▸ GOAL OF THE EXERCISE: Exact copies are required of the lines from the line containing "Point to every instance of the white house" through the final line of the listing, both included, and of no other lines.
RECORDS SHOWN start
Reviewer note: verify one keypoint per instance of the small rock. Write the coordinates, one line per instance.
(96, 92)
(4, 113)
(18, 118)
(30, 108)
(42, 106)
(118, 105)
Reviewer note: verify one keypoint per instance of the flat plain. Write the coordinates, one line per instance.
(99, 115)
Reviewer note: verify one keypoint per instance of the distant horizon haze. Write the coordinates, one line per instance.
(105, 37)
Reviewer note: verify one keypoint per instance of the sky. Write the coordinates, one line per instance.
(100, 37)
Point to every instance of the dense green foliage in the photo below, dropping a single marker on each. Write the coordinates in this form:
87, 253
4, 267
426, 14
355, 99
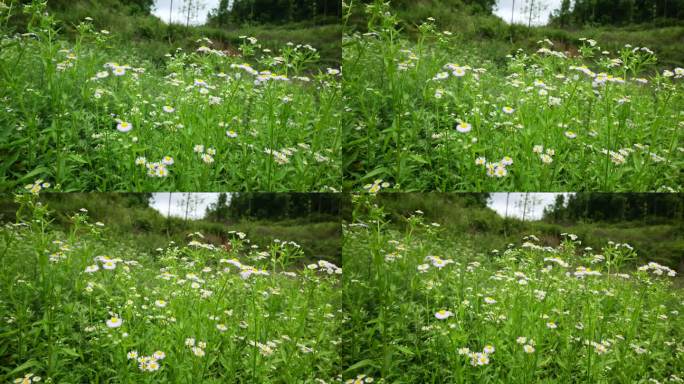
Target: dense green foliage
463, 216
96, 117
432, 114
78, 305
423, 307
646, 207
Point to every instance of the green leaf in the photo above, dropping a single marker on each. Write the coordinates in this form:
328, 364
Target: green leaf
361, 364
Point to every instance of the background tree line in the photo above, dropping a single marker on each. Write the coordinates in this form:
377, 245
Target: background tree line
617, 12
613, 207
275, 206
275, 11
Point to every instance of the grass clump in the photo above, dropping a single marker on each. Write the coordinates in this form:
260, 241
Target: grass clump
424, 307
434, 114
80, 306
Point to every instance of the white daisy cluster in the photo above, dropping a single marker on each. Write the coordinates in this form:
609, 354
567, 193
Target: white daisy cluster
37, 186
376, 186
359, 379
581, 272
658, 269
147, 363
478, 358
197, 347
437, 261
265, 349
326, 266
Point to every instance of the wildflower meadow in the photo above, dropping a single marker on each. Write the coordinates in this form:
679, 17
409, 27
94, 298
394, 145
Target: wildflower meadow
78, 305
90, 115
432, 112
422, 307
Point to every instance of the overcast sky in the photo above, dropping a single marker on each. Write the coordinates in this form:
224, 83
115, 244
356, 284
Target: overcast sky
504, 10
197, 208
162, 11
497, 202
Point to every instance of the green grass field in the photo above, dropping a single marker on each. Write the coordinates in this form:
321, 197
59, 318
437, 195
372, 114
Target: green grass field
433, 113
423, 306
80, 305
92, 115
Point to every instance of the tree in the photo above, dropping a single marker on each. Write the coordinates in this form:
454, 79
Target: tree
191, 9
218, 211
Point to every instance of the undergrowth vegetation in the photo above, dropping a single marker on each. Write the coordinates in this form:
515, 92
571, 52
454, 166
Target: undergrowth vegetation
434, 114
80, 306
88, 115
422, 307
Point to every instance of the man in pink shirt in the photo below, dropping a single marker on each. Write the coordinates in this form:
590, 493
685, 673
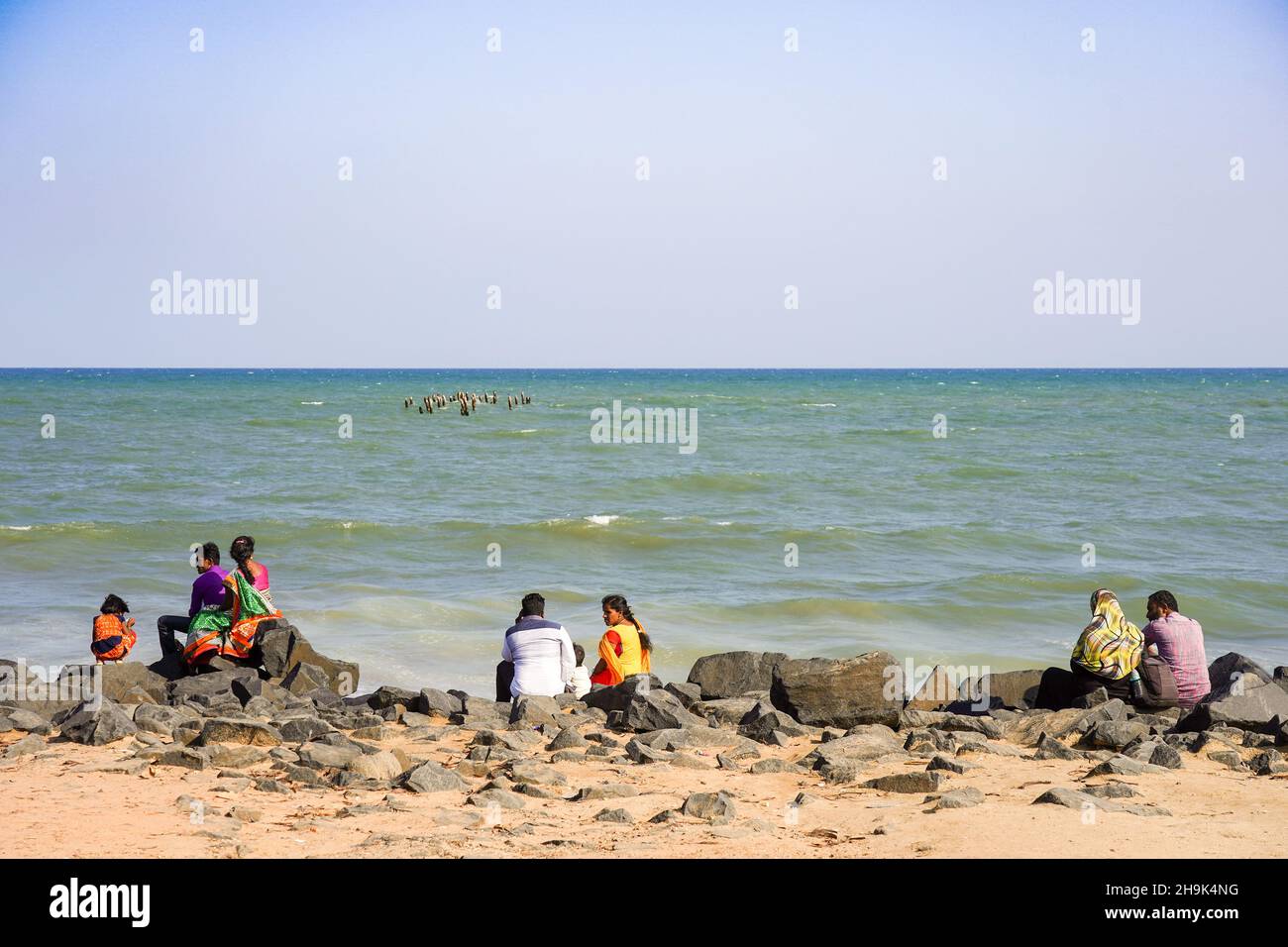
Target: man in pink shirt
1179, 641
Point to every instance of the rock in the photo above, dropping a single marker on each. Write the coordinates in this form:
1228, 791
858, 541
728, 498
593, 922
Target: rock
378, 766
284, 647
496, 797
27, 746
657, 710
951, 766
29, 722
207, 685
1166, 757
1072, 799
117, 680
1112, 789
828, 692
326, 757
962, 723
1051, 749
606, 789
935, 692
773, 766
690, 762
716, 808
841, 772
642, 753
304, 678
432, 777
183, 757
686, 692
1014, 689
726, 710
1233, 673
568, 738
1231, 759
301, 729
98, 725
867, 744
1124, 766
539, 774
773, 727
246, 689
228, 731
1267, 763
439, 702
1115, 735
535, 710
1254, 709
734, 673
386, 697
962, 797
236, 755
614, 815
618, 696
911, 781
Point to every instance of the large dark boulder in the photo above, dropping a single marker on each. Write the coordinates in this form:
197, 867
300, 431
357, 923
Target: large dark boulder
734, 673
837, 692
97, 724
616, 697
433, 701
1253, 705
1010, 689
1233, 673
205, 686
115, 681
283, 647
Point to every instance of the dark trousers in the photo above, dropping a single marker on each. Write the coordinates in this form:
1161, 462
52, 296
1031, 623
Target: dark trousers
1059, 688
167, 626
503, 678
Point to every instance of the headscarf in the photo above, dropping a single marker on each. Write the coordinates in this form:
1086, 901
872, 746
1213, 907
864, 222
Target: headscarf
1111, 646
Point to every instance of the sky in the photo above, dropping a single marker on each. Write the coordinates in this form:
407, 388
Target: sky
887, 195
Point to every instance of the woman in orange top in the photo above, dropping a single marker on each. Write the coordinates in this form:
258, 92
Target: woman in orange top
625, 650
114, 634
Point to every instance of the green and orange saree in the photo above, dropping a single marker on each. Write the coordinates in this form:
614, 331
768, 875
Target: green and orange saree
215, 631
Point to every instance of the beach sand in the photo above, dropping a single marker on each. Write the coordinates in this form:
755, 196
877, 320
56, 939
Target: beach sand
51, 809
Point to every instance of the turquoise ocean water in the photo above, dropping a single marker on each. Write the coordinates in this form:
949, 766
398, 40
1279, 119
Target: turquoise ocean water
966, 549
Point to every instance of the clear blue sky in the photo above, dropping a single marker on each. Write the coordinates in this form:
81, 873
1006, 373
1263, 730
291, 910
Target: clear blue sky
768, 169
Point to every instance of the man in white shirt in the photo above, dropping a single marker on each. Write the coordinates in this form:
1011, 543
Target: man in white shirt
541, 651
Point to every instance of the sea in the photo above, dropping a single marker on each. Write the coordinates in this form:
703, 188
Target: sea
953, 517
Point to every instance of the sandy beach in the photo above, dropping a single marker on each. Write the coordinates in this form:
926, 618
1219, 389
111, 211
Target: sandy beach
67, 800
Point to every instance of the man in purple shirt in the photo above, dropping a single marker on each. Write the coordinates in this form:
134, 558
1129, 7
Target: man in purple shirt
1179, 641
207, 589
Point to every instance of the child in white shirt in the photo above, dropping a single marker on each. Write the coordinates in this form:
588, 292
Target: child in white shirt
580, 684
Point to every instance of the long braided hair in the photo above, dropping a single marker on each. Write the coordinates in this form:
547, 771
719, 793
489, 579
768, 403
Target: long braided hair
241, 551
618, 604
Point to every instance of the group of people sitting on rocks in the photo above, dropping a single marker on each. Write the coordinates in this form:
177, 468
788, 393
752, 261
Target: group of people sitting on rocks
223, 617
1162, 665
540, 660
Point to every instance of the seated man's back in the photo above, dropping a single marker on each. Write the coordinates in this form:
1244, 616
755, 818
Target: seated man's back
1180, 643
542, 656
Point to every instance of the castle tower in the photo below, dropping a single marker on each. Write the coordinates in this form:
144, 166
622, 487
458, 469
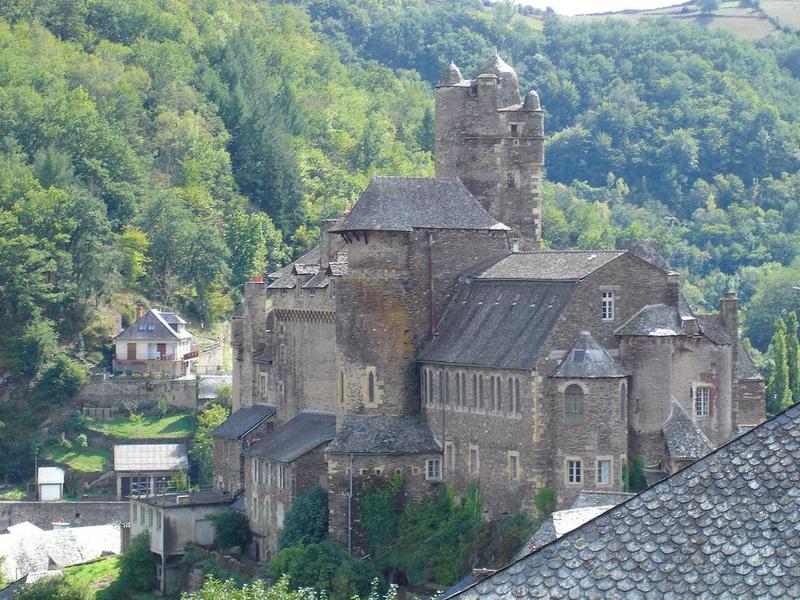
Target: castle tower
492, 140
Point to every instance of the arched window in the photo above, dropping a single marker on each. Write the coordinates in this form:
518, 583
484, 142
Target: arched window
371, 388
573, 404
623, 401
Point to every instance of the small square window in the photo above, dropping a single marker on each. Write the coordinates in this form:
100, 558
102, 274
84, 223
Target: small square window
603, 471
433, 469
574, 471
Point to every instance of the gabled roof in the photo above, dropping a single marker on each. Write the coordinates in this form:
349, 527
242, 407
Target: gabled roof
588, 359
745, 368
361, 434
243, 421
295, 438
685, 440
153, 325
407, 203
147, 458
498, 323
725, 526
551, 265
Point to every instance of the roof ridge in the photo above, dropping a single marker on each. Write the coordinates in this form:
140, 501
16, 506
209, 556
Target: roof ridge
664, 482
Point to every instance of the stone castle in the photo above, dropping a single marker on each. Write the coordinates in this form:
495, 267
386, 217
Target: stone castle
427, 335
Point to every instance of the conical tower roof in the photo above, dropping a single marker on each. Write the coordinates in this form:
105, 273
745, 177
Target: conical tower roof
507, 81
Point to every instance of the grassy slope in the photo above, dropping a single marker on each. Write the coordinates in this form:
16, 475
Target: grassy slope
86, 460
178, 425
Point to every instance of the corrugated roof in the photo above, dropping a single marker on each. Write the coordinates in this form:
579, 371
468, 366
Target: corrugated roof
407, 203
244, 420
587, 359
362, 434
47, 475
152, 326
653, 320
146, 458
685, 440
498, 323
725, 526
550, 265
297, 437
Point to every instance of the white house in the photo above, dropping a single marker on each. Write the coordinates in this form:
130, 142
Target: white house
156, 343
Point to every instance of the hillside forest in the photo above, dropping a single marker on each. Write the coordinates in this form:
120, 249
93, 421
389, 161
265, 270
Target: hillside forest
167, 150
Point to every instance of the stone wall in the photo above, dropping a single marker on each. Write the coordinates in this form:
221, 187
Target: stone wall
116, 393
44, 514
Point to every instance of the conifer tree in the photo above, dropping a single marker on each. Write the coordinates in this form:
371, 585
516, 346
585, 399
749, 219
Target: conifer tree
793, 355
779, 393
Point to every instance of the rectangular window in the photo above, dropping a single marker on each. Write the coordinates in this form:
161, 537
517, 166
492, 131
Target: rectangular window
608, 306
450, 456
574, 471
281, 476
433, 469
603, 471
474, 461
702, 401
513, 466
RECORDS SHOWN end
▸ REPLY:
Point to every instance of the white house in the photo above, dropping a single marker on each. Write the coordinates in this form:
130, 142
Target: white house
156, 343
Point to every instance of the hillside forest in the photo above, dropping a single marker on each. Write the coordinates in this form:
120, 249
93, 421
389, 161
265, 270
Target: hillside forest
167, 150
Point to every instance of the stone wall in the photo above, dropping a single marker on each. Write the coordinates in this form:
221, 187
Target: stone wall
116, 393
44, 514
Point to every instance of the conifer tree in the photo above, dropping a single marker on each. Write the coordinates in this form:
371, 585
516, 346
585, 399
749, 219
Target: conifer tree
793, 355
779, 393
Point to every instance of the rectangular window in the photo above, dropping a single marker on each. Write the coordinates in this form:
161, 537
517, 166
492, 131
Target: rectangular window
608, 306
450, 456
574, 471
281, 476
433, 469
603, 471
474, 461
702, 401
513, 466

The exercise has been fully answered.